DOCUMENTO
•••
Depois que a Rádio 730 revelou um convênio de cooperação técnica, obscuro, entre a Secretaria de Cultura do Estado e o Sebrae, que beneficiava Décio Coutinho, a reportagem descobriu que a prática de “emprestar” servidor e receber muito por isso já foi impugnada num passado não muito distante pelo Ministério Público do Tribunal de Contas. Mas Sebrae e governo desconsideram a decisão e mantem os convênios.  

O servidor em questão, agora, já foi condenado em ação popular por violação do princípio da moralidade e, mesmo após essa condenação, continua trabalhando para o governo do Estado, lotado na Secretaria de Gestão e Planejamento. Aliás, ele já estava lotado na administração estadual antes mesmo da assinatura do convênio em questão.

O extrato do termo de cooperação firmado entre o governo do Estado e o Sebrae é de 21 de setembro de 2011. Apesar de não ser claro, ele se refere à “cessão do empregado Bruno Garibaldi Fleury, Analista Técnico II do quadro de pessoal do Sebrae/GO ( com salário que varia de R$ 5.922,35 a R$  9.804,56) para prestar serviços ao governo de Goiás por 12 meses. Pela transferência, o Estado se responsabilizou a pagar R$ 287.234,80  ao Sebrae, que por sua vez, continuaria arcando com o salário de seu funcionário. Já emprestado ao Estado, o servidor poderia ou não conseguir um cargo em comissão. E Bruno, conseguiu. O cargo é de Assessor Técnico com gratificação de R$ 4,8 mil para responder pela Superintendência de Suprimentos e Logística da Secretaria de Gestão e Planejamento. diario oficial2

Embora o empréstimo tenha ocorrido, o procurador de Contas do Tribunal de Contas do Estado, Fernando Carneiro, relata em seu despacho que a Pauta 631ª do Conselho Regional de Economia da 18ª Região, realizada em 7 de maio de 2012, traz a declaração do diretor-superintendente do Sebrae, Manoel Xavier Ferreira Filho, informando que Bruno Garibaldi Fleury e outro profissional, Alberto Elias Lustosa Nogueira, não seriam mais técnicos do Sebrae em Goiás.
•••
OBJETIVOS
a: Como fica em inglês esta frase da reportagem sobre o convênio entre o governo de Goiás e o Sebrae: "O extrato do termo de cooperação firmado entre o governo do Estado e o Sebrae é de 21 de setembro de 2011."?
b: Organize como lista numerada, sem as linhas em branco, as linhas da listagem que vão da linha com "Task: pick out tree" até a linha com "<point>139,265</point>", incluindo ambas.

[Dados extraídos de uma coleção]
•••
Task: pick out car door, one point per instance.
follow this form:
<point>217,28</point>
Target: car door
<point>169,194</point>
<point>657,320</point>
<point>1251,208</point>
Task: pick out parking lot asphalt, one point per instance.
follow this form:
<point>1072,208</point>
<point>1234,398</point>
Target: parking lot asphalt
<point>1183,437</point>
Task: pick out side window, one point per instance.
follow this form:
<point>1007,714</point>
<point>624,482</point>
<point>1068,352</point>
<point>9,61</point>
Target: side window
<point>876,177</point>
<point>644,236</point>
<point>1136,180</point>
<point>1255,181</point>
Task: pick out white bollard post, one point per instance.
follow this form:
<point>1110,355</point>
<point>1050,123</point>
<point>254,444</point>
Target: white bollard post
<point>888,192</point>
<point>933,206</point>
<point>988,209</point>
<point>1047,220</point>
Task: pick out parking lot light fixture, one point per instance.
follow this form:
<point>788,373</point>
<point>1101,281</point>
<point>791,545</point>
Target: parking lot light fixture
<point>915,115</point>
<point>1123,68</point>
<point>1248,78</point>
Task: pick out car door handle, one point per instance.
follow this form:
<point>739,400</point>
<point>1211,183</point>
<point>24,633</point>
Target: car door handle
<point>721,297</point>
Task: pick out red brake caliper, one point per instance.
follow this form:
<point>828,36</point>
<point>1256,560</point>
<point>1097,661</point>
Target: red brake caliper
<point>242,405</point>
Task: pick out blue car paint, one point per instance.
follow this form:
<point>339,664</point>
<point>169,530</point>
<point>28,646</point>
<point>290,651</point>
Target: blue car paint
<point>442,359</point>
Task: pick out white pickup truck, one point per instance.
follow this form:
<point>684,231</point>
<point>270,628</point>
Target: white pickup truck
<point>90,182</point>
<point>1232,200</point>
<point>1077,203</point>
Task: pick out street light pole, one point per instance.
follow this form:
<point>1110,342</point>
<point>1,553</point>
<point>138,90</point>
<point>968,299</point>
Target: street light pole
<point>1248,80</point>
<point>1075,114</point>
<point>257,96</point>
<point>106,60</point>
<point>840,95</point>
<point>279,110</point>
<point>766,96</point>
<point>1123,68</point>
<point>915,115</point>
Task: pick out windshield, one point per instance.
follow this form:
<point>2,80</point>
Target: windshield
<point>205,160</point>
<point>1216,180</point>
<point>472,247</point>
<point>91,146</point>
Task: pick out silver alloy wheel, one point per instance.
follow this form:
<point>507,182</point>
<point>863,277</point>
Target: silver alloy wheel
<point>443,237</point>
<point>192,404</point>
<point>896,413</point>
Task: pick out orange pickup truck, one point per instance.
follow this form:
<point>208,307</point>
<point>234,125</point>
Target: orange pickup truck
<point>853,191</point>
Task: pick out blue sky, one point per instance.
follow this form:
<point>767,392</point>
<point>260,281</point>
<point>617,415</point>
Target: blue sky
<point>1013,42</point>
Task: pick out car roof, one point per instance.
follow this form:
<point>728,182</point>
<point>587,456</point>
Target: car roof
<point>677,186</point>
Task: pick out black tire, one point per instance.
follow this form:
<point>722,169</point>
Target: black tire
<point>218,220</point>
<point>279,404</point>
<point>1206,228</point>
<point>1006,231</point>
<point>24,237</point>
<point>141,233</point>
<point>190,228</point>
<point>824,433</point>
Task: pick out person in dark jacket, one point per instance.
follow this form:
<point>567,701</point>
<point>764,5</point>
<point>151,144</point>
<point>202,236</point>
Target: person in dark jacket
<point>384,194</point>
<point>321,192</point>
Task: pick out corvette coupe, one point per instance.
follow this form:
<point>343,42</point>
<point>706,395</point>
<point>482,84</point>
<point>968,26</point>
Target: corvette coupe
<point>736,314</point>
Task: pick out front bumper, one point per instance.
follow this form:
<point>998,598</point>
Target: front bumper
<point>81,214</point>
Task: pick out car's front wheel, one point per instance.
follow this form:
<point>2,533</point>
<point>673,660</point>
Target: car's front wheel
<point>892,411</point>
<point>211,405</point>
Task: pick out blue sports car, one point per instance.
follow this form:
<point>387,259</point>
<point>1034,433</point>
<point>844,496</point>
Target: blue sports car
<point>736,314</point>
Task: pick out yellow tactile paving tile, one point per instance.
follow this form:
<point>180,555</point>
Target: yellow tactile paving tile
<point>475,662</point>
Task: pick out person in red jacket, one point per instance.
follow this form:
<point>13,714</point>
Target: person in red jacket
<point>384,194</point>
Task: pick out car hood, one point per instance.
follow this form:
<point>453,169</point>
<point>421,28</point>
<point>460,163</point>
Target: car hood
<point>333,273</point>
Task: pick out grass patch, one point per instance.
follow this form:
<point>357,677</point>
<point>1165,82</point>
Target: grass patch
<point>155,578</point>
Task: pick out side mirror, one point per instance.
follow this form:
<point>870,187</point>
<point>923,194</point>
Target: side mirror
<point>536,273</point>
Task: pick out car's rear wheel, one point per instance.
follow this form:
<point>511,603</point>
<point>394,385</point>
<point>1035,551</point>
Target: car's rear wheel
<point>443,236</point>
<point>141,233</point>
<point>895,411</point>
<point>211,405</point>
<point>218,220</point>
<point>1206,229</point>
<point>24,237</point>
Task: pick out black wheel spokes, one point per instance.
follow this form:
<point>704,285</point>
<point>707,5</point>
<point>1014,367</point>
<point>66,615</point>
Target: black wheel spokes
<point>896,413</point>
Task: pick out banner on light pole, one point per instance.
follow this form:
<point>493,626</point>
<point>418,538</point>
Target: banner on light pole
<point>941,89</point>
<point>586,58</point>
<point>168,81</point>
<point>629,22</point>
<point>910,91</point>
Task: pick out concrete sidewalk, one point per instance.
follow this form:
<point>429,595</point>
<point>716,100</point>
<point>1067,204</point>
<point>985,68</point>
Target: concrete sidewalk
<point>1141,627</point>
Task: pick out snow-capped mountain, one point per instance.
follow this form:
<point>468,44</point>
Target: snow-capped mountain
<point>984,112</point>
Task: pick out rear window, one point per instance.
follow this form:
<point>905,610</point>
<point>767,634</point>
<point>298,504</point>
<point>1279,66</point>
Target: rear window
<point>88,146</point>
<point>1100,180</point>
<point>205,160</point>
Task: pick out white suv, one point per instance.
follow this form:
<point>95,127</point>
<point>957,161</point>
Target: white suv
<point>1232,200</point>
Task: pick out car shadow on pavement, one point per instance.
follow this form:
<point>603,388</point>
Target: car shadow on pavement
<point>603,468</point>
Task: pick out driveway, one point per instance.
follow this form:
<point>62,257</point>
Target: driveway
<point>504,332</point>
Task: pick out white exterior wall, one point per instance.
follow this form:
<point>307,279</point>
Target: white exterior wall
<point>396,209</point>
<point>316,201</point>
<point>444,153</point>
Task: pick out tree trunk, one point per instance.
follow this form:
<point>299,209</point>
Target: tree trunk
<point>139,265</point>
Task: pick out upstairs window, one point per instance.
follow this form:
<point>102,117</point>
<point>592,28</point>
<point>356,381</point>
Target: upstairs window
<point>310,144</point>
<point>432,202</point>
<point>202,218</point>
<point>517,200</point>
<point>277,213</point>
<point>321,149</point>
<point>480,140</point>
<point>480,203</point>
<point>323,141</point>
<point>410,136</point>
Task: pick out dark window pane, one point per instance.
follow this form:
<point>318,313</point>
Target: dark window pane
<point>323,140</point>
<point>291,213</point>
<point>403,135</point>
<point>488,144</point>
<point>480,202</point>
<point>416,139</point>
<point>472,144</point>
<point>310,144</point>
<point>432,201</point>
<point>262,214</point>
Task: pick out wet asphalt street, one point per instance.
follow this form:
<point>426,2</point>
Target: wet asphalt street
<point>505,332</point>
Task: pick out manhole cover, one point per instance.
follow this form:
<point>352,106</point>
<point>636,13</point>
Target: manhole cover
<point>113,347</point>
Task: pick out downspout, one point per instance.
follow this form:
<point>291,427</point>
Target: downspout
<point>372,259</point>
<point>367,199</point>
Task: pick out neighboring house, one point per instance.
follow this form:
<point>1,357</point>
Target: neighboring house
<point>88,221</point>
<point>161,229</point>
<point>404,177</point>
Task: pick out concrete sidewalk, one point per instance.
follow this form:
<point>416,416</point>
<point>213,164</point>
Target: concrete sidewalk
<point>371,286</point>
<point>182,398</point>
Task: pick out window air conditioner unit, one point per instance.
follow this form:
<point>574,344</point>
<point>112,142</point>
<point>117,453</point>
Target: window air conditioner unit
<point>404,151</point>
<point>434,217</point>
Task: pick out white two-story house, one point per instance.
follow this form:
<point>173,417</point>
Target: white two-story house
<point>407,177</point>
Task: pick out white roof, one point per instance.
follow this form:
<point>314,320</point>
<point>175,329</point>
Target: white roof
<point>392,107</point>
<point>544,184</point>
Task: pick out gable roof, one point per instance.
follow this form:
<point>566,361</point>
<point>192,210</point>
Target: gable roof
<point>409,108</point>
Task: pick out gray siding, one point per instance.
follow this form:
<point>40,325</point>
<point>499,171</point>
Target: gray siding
•••
CONJUNTO DE RESPOSTAS
a: The summary of the cooperation agreement signed between the State government and Sebrae is dated September 21, 2011.

b:
1. Task: pick out tree trunk, one point per instance.
2. follow this form:
3. <point>299,209</point>
4. Target: tree trunk
5. <point>139,265</point>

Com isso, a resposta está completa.